RECORDS SUPPLIED: Begin

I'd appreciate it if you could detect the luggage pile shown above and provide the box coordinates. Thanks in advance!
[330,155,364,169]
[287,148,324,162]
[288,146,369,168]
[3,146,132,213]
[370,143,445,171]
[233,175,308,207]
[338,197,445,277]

RECORDS SUPPLIED: End

-- WORK INSTRUCTIONS --
Would you output every line of the listing exactly?

-- REPLY TO THE TASK --
I'd appreciate it if you could detect the luggage pile shown above and provide the box coordinates. Thanks in advance!
[330,155,364,169]
[287,148,324,162]
[288,146,369,168]
[3,146,132,213]
[370,143,445,171]
[233,175,308,207]
[338,197,445,277]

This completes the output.